■ Request 1 ■
Collect every line of the records that contains the word "foliage".

Wurth v. Affeldt

Decision Date03 November 1953
Citation60 N.W.2d 708,265 Wis. 119,40 A.L.R.2d 1376
Parties, 40 A.L.R.2d 1376 WURTH, v. AFFELDT et al.
CourtWisconsin Supreme Court

Certiorari to review acts of the board of State Bar Commissioners of the state of Wisconsin (hereinafter referred to as the 'board').

The petitioner Walter Wurth in his petition to the circuit court alleged that he met all requirements to take the state bar examinations in 1941, 1942, 1943, and 1944; that he took said examinations given by the board in said years; that the members of the board erroneously marked his examination papers; and that because of such erroneous markings he failed to pass. Said petition prayed that a writ of certiorari be issued to members of the board, in whose custody were the records of said examinations, to the end that the proceedings of the board in the matter might be certified to the circuit court and the action of the members of the board be reversed and set aside.

Pursuant to said petition, a writ of certiorari was issued out of the circuit court for Dane county on June 27, 1952, addressed to the board. The defendant members of the board then served and filed a written motion to quash the writ. Six separate grounds were set forth in support of said motion. One of such six grounds was that the time, within which a writ of certiorari might be had to review the matters involved, had expired and the court was without jurisdiction.

Under date of October 10, 1952, the circuit court issued an order quashing the writ. The petitioner has appealed from said order.

Walter Wurth, in pro. per.

Harlan B. Rogers, Portage, for respondents.

■ Request 2 ■
According to the case summary, on what date did the circuit court issue its order quashing the writ?

[Records excerpted from a collection]
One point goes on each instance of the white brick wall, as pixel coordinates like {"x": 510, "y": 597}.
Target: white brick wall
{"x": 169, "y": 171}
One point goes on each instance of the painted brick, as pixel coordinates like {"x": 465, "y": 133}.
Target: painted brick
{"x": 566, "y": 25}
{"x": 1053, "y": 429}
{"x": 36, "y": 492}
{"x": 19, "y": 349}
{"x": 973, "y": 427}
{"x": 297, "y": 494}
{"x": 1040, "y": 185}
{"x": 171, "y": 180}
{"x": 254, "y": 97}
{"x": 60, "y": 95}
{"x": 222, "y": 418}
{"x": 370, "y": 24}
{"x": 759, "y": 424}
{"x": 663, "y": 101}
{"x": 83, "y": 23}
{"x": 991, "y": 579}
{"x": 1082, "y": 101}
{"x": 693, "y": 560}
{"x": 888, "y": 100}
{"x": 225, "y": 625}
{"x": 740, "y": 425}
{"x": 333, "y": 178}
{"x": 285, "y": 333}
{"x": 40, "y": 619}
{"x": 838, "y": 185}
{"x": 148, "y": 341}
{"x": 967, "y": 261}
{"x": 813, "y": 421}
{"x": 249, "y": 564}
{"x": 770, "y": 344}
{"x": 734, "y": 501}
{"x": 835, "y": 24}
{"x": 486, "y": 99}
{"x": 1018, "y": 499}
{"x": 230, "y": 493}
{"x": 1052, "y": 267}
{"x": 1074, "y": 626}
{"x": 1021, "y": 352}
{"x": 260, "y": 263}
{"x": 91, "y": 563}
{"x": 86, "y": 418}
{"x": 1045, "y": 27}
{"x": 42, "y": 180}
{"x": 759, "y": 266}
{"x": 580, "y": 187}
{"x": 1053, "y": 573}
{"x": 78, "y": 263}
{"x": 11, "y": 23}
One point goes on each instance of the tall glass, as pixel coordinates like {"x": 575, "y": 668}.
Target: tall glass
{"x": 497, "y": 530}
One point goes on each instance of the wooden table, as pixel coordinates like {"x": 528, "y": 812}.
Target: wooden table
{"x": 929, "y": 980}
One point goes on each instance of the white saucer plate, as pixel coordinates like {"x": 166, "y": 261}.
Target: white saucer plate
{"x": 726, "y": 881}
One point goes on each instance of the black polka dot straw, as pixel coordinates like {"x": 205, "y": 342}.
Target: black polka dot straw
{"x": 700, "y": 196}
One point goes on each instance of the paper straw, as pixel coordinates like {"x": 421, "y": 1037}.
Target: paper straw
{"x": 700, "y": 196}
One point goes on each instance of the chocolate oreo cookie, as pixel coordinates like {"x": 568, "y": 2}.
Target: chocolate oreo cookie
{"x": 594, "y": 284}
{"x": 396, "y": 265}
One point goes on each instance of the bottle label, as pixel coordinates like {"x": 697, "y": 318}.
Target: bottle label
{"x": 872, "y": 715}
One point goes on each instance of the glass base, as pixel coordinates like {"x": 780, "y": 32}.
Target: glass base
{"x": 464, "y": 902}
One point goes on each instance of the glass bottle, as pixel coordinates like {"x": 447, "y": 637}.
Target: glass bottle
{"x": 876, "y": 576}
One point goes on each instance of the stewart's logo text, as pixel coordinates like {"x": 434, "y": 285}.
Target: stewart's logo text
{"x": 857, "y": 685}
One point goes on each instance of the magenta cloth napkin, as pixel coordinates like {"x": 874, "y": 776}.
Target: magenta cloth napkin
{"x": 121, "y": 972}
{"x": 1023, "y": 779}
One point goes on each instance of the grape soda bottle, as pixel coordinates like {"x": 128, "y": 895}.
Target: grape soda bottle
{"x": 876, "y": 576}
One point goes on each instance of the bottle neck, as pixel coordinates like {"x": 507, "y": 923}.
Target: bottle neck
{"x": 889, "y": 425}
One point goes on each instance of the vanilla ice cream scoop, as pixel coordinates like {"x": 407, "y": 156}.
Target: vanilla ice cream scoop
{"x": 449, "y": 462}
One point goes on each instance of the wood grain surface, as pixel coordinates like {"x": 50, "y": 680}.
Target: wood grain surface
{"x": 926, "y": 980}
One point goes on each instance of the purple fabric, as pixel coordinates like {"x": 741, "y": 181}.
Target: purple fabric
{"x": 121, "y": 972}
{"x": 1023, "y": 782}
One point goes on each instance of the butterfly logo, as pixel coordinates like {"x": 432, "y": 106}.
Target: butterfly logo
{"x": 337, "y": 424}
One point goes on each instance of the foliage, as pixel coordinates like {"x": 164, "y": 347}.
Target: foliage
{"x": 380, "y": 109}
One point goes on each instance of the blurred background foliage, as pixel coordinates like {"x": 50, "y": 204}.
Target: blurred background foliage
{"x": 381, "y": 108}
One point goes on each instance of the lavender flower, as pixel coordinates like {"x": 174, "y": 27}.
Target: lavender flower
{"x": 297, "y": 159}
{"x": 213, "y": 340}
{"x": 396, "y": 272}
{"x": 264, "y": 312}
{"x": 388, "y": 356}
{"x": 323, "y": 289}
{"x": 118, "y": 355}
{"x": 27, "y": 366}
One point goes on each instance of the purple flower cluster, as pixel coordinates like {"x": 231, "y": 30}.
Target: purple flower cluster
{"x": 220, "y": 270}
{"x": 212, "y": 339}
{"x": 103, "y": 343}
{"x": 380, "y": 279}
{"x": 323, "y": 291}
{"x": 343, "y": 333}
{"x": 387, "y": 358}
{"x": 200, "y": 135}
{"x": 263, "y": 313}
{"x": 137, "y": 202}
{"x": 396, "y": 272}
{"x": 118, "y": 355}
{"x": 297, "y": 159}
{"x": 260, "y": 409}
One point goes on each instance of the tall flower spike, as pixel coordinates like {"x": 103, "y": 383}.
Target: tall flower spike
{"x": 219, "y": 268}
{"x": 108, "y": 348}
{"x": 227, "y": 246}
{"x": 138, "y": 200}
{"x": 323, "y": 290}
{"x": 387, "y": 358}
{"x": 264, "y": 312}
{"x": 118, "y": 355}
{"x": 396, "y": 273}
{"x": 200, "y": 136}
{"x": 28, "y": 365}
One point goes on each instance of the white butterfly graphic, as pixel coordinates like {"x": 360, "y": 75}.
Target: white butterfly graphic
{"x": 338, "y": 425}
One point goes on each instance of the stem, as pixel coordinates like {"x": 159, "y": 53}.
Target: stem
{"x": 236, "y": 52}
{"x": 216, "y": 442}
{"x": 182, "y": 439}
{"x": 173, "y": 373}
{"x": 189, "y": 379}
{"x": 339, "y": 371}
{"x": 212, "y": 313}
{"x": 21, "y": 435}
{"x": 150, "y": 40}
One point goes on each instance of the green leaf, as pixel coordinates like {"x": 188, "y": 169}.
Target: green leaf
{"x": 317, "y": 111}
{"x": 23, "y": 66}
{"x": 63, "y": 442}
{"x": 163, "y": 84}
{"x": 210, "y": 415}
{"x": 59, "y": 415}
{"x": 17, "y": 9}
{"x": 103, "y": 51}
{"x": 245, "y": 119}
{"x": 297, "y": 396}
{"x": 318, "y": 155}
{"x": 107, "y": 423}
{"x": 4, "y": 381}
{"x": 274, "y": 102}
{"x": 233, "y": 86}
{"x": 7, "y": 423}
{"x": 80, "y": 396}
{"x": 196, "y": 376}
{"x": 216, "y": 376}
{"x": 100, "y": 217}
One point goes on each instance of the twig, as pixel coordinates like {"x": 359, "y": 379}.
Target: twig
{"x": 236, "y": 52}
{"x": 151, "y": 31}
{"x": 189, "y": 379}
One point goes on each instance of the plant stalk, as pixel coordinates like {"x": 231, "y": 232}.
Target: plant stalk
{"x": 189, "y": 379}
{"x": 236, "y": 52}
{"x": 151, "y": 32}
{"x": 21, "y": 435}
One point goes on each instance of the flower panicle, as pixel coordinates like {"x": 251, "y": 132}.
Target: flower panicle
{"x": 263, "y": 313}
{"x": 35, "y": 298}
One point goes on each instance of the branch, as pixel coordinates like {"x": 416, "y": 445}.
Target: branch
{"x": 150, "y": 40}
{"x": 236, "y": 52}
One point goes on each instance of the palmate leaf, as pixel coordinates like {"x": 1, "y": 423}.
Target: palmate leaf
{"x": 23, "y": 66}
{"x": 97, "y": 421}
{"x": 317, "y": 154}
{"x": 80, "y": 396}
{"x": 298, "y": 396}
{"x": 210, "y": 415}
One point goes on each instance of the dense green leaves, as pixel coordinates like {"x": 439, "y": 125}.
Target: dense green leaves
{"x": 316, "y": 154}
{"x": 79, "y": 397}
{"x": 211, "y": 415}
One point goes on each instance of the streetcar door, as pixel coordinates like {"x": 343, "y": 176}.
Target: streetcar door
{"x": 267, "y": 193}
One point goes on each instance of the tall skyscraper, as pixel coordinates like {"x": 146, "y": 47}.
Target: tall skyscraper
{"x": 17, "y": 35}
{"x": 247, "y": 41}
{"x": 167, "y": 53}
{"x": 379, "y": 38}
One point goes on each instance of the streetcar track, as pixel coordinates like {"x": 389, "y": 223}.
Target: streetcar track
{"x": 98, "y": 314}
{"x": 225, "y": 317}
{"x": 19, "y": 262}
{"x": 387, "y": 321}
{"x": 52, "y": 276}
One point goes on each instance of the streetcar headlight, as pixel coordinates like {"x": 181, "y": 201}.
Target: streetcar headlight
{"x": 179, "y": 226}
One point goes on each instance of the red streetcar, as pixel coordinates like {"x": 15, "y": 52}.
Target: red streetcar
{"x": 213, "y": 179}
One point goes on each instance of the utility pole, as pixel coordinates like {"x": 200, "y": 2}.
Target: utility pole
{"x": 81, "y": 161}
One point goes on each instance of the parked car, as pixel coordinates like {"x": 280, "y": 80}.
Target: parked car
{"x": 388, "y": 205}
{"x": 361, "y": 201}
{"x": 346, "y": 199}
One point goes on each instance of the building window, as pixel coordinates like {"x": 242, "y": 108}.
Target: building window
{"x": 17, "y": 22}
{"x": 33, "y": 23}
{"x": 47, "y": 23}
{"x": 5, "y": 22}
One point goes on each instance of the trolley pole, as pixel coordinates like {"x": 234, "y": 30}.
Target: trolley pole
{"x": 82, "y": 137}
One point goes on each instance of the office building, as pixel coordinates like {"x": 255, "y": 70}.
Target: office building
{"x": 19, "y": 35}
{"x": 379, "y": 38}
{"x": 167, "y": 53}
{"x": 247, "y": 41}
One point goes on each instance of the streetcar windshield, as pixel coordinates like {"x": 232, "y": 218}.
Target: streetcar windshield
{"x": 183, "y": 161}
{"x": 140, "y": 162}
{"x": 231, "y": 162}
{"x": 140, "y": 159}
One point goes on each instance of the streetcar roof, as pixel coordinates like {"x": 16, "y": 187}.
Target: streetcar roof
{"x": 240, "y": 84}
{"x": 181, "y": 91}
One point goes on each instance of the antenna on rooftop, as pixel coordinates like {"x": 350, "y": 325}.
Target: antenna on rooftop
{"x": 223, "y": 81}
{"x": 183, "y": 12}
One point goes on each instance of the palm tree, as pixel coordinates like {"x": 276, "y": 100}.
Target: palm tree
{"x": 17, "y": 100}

■ Result 1 ■
One point goes on each instance of the foliage, as pixel coordinates like {"x": 164, "y": 347}.
Target: foliage
One point goes on each instance of the blurred background foliage, as pixel coordinates like {"x": 50, "y": 204}.
Target: blurred background foliage

■ Result 2 ■
October 10, 1952